## Aim
Please arrange the lines of the entries below as a JSON list of strings, one string per line with blank lines left out. Include only the part that opens with the line containing "the sea water" and runs through the end of the entries, both ends included.

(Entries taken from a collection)
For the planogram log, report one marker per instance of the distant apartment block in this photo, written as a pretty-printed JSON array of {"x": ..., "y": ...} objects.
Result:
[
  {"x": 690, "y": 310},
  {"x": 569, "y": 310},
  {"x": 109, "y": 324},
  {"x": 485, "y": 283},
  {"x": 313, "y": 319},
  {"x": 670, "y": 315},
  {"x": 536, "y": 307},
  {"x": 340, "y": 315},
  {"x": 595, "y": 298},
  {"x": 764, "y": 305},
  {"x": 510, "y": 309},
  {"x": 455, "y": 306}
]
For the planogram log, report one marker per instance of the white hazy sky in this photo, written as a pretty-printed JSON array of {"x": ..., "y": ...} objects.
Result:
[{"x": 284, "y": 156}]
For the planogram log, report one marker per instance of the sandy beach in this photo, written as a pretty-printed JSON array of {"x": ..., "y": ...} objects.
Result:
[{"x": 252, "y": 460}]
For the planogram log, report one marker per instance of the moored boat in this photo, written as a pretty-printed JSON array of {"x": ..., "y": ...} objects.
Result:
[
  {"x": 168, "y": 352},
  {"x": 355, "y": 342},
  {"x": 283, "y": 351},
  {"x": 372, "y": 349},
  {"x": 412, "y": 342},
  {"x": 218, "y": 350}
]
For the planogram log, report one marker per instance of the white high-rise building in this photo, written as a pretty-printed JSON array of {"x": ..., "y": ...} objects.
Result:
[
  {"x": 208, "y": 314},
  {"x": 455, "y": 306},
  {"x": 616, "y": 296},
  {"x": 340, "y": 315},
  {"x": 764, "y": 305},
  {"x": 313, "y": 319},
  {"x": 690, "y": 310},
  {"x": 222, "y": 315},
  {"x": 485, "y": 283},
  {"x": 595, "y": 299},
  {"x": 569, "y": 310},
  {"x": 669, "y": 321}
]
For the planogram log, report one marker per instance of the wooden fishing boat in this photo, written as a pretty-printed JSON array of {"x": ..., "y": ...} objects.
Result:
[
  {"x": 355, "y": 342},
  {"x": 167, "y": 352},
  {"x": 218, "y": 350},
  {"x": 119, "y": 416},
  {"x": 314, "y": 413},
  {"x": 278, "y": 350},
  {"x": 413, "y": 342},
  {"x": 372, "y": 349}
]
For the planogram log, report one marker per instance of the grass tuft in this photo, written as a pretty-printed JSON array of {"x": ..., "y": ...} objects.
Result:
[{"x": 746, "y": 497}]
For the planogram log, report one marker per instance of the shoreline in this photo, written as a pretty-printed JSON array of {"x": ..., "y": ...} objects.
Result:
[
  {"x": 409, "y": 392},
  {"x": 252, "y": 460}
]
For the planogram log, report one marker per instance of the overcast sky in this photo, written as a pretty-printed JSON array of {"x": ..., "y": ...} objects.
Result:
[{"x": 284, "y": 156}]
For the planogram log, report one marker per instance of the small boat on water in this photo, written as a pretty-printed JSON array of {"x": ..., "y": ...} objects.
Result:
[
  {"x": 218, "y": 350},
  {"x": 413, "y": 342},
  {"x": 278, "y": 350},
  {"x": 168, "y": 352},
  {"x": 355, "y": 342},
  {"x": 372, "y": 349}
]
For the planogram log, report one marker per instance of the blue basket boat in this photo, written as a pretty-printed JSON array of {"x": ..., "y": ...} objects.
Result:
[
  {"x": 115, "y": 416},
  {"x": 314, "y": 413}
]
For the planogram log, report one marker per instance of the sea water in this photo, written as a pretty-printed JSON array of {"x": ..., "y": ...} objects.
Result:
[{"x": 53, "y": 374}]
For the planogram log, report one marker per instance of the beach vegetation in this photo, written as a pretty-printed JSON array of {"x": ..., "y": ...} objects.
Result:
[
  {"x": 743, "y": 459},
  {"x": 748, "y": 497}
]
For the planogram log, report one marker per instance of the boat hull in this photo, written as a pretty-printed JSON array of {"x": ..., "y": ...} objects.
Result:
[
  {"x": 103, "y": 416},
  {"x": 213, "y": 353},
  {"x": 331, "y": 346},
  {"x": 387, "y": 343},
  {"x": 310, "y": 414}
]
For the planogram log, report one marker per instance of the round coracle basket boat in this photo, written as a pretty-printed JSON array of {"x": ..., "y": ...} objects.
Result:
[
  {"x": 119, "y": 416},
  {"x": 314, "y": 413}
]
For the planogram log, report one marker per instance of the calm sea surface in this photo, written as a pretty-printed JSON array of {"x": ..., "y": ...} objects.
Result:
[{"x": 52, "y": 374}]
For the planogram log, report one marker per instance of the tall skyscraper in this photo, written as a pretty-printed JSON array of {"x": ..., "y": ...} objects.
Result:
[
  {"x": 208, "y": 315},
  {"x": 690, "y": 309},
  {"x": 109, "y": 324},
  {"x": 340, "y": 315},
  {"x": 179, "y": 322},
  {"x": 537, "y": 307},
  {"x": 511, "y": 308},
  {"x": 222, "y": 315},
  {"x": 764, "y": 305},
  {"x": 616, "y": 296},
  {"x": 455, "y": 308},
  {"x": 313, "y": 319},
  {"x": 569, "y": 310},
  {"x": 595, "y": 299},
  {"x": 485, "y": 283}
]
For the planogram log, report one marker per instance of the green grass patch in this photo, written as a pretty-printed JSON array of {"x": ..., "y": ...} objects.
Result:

## Correct response
[
  "For the planogram log, report one marker per instance of the sea water in this photo, written as a pretty-printed JSON array of {\"x\": ..., \"y\": ...} objects.",
  "Result:",
  "[{\"x\": 53, \"y\": 374}]",
  "For the planogram log, report one marker per instance of the beach vegetation in this photo, written as a pretty-printed JSON array of {\"x\": ..., \"y\": ...} objects.",
  "Result:",
  "[",
  "  {\"x\": 743, \"y\": 459},",
  "  {\"x\": 748, \"y\": 497}",
  "]",
  "For the planogram log, report one marker per instance of the boat hull in this photo, written as a pretty-printed JSON array of {\"x\": ..., \"y\": ...} objects.",
  "Result:",
  "[",
  "  {\"x\": 103, \"y\": 416},",
  "  {\"x\": 213, \"y\": 353},",
  "  {\"x\": 331, \"y\": 346},",
  "  {\"x\": 387, \"y\": 343},",
  "  {\"x\": 310, \"y\": 414}",
  "]",
  "For the planogram log, report one marker per instance of the round coracle basket boat in this photo, written as a pretty-printed JSON array of {\"x\": ..., \"y\": ...} objects.",
  "Result:",
  "[",
  "  {\"x\": 119, \"y\": 416},",
  "  {\"x\": 314, \"y\": 413}",
  "]",
  "For the planogram log, report one marker per instance of the calm sea surface in this photo, written as a pretty-printed JSON array of {\"x\": ..., \"y\": ...} objects.",
  "Result:",
  "[{\"x\": 52, \"y\": 374}]",
  "For the planogram log, report one marker per instance of the tall skyscraper in this photo, written as a pretty-printed JSON array of {\"x\": ..., \"y\": ...} objects.",
  "Result:",
  "[",
  "  {\"x\": 208, \"y\": 315},",
  "  {\"x\": 690, \"y\": 309},",
  "  {\"x\": 109, \"y\": 324},",
  "  {\"x\": 340, \"y\": 315},",
  "  {\"x\": 179, \"y\": 322},",
  "  {\"x\": 537, \"y\": 307},",
  "  {\"x\": 511, \"y\": 308},",
  "  {\"x\": 222, \"y\": 315},",
  "  {\"x\": 764, \"y\": 305},",
  "  {\"x\": 616, \"y\": 296},",
  "  {\"x\": 455, \"y\": 308},",
  "  {\"x\": 313, \"y\": 319},",
  "  {\"x\": 569, \"y\": 310},",
  "  {\"x\": 595, \"y\": 299},",
  "  {\"x\": 485, \"y\": 283}",
  "]",
  "For the planogram log, report one marker per instance of the green grass patch in this photo, written as a pretty-printed JSON array of {\"x\": ..., \"y\": ...} objects.",
  "Result:"
]